Questions on the material
a - According to the gastric cancer survivor abstract, what share of gastric cancer survivors had metabolic syndrome?
b - List every variable that the gastric cancer survivor abstract says the risk estimates were adjusted for.

Extracted text
Content starts

Abstract
Background/Aims
To investigate the risk of metabolic syndrome and fatty liver diseases in gastric cancer survivors compared to non-cancer subjects.
Methods
The data from the health screening registry of the Gangnam Severance Hospital from 2014–2019 was used. Ninety-one gastric cancer survivors and a propensity-score-matching 445 non-cancer subjects were analyzed. Gastric cancer survivors were divided into those with surgical treatment (OpGC, n=66) and non-surgical treatment (non-OpGC, n=25). Metabolic syndrome, fatty liver by ultrasonography, and metabolic dysfunction-associated fatty liver disease (MAFLD) were assessed.
Results
Metabolic syndrome was in 15.4% of gastric cancer survivors (OpGC; 13.6%, non-OpGC; 20.0%). Fatty liver by ultrasonography was in 35.2% in gastric cancer survivors (OpGC; 30.3%, non-OpGC: 48.0%). MAFLD was in 27.5% of gastric cancer survivor (OpGC; 21.2%, non-OpGC; 44.0%). After adjusting for age, sex, smoking, and alcohol, the risk of metabolic syndrome was lower in OpGC than in non-cancer subjects (OR, 0.372; 95% CI, 0.176-0.786, p=0.010). After adjusting, OpGC showed lower risks of fatty liver by ultrasonography (OR, 0.545; 95% CI, 0.306-0.970, p=0.039) and MAFLD (OR, 0.375; 95% CI, 0.197-0.711, p=0.003) than did non-cancer subjects. There were no significant differences in the risks of metabolic syndrome and fatty liver diseases between non-OpGC and non-cancer subjects.

Content ends

Records excerpted from a collection:
Content starts

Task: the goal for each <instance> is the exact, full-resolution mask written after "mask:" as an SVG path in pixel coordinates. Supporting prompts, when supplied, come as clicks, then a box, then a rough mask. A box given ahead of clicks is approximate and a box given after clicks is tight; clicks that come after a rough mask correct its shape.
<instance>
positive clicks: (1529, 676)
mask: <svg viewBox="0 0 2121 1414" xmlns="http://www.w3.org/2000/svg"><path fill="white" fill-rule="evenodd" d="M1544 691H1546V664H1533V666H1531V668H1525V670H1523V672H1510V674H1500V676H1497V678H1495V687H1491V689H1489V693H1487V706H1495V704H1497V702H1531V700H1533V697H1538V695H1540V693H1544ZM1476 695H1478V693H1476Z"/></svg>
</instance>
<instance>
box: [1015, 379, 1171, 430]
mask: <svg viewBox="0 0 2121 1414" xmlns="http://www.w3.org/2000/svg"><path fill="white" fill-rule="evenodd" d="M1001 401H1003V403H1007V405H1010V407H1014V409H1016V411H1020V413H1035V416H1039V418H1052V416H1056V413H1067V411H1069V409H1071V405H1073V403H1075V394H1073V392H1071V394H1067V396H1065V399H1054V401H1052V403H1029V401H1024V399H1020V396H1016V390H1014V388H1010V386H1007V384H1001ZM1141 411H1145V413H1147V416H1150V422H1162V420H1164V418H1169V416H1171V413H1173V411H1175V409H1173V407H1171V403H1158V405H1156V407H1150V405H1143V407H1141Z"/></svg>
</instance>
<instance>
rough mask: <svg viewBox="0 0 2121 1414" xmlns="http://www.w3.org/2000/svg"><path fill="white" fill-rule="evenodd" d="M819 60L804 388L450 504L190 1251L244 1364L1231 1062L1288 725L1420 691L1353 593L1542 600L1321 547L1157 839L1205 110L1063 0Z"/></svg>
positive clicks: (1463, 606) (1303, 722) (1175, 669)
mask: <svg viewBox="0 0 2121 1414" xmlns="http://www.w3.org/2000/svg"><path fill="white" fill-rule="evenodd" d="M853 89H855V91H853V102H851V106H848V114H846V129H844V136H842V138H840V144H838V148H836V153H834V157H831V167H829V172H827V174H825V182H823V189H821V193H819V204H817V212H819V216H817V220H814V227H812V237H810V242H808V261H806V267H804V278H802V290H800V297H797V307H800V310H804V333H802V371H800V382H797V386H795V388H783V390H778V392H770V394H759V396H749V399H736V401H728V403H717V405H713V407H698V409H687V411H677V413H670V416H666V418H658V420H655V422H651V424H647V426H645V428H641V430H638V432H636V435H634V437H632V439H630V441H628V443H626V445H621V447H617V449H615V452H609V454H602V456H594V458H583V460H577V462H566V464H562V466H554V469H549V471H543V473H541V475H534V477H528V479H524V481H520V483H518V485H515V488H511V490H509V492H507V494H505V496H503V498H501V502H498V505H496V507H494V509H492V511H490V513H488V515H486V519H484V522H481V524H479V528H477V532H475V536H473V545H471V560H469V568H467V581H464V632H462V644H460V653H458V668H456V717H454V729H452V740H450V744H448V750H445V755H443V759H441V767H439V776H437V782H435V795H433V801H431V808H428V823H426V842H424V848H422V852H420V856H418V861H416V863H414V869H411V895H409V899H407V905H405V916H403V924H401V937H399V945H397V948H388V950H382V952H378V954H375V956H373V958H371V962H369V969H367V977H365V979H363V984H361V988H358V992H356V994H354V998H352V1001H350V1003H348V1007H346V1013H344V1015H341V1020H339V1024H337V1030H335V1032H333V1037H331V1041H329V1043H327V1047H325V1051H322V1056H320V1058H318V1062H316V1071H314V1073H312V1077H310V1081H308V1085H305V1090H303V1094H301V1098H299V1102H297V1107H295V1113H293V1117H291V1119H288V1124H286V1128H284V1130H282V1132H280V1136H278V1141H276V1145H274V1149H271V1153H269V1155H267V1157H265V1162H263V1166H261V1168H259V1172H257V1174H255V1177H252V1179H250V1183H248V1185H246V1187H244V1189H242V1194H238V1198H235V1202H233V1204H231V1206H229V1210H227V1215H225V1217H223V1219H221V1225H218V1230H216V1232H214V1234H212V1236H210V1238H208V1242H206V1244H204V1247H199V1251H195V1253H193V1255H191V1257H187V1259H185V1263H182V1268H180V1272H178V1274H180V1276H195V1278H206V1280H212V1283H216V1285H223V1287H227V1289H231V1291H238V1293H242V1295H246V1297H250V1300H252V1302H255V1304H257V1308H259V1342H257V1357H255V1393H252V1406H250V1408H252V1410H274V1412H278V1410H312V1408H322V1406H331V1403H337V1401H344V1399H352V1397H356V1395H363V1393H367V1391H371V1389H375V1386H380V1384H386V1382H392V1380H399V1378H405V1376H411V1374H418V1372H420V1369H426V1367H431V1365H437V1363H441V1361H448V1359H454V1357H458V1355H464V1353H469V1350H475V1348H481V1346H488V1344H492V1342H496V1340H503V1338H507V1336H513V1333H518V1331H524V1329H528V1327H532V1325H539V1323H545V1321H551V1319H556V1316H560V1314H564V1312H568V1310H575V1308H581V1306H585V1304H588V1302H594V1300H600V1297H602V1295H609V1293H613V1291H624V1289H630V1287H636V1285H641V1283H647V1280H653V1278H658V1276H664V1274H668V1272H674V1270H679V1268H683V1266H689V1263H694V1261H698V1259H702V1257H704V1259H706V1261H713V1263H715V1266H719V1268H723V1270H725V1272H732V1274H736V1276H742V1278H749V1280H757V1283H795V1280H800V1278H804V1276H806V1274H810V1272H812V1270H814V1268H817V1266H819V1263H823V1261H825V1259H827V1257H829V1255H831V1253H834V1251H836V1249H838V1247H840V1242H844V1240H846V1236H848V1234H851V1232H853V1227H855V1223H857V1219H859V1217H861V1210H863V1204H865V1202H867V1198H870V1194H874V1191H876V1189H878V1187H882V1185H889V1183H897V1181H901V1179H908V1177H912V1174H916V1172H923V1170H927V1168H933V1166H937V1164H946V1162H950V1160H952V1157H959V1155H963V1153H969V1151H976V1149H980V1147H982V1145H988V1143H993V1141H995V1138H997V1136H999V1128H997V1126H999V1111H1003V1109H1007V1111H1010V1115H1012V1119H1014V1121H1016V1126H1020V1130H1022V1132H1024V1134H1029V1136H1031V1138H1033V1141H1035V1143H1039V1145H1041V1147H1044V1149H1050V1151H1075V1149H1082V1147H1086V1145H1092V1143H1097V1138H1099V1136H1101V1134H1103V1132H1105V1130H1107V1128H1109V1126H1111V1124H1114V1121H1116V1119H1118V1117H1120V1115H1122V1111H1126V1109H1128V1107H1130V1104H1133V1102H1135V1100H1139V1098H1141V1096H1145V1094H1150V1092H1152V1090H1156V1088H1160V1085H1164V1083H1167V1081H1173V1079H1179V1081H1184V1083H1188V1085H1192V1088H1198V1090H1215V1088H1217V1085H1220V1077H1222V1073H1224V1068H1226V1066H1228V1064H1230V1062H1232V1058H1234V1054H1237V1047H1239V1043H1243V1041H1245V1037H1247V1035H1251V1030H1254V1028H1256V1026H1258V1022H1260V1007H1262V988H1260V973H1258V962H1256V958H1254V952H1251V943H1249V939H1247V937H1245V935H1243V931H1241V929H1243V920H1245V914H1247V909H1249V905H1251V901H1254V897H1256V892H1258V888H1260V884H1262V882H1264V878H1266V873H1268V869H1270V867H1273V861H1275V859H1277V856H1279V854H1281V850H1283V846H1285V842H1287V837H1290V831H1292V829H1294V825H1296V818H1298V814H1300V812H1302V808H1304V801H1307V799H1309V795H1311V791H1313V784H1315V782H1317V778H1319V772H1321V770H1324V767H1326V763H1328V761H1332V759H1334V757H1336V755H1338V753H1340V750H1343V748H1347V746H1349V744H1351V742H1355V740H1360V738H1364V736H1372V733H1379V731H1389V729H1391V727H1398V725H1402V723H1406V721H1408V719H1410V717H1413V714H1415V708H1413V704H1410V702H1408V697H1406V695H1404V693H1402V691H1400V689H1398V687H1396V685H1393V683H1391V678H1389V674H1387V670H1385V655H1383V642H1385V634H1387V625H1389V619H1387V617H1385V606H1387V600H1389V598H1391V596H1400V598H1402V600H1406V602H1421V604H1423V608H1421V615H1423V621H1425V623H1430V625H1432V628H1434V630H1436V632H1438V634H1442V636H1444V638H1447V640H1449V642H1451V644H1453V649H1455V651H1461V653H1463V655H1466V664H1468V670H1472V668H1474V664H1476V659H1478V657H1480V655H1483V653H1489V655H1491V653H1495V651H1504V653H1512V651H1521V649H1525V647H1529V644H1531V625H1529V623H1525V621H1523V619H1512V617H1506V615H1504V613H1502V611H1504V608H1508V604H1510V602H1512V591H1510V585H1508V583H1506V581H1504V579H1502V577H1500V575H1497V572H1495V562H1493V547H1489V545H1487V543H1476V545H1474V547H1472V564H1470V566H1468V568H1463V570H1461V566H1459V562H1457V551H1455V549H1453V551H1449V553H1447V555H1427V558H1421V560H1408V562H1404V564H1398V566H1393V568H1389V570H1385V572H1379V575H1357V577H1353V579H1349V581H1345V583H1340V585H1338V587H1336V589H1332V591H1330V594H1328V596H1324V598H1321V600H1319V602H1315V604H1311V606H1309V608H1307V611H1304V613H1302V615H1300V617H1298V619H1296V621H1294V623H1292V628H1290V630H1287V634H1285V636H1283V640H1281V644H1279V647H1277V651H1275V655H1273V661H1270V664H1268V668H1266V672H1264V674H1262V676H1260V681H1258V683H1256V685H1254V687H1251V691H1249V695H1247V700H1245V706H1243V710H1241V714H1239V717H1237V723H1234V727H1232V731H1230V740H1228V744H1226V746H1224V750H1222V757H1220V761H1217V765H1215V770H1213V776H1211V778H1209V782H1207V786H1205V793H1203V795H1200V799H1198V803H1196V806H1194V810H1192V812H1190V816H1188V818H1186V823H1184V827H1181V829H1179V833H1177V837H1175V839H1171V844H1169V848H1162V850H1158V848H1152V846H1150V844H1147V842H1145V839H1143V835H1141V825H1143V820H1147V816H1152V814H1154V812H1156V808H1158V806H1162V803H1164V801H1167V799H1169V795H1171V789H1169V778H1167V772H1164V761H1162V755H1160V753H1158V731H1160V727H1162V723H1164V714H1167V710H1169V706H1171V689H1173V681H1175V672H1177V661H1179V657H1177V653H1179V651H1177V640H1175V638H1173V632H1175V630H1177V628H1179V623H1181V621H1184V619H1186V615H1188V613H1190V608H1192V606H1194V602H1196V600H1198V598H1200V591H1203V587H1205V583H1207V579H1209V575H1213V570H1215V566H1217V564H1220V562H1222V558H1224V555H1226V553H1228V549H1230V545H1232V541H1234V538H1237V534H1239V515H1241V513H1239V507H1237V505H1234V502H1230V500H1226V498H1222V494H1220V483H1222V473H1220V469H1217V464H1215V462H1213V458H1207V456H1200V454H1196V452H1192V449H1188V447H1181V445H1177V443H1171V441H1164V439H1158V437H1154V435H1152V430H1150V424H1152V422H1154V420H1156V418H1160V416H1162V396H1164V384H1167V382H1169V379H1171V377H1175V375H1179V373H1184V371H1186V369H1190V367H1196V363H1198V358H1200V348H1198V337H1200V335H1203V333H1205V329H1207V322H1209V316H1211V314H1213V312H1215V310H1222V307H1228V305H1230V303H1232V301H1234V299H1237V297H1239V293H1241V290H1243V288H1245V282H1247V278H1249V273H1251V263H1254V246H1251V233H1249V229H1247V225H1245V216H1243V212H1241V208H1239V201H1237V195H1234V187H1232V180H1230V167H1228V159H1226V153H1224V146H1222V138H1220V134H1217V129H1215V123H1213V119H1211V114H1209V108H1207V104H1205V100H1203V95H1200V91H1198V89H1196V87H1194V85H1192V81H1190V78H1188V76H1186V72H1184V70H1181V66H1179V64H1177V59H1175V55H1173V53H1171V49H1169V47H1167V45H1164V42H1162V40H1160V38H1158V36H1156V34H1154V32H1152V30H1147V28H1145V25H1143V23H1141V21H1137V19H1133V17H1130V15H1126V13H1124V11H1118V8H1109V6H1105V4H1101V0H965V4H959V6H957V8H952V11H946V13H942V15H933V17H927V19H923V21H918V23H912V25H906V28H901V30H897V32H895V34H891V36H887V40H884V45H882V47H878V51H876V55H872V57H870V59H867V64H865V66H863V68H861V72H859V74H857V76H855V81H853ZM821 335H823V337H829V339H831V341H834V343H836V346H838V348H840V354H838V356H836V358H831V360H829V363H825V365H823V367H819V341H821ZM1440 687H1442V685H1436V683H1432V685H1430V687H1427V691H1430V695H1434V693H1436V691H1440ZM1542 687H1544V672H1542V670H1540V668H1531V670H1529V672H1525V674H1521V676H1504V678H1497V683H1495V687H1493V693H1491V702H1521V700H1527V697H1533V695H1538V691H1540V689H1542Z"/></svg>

Content ends

Written answers
a - 15.4%

b - Age, sex, smoking, and alcohol.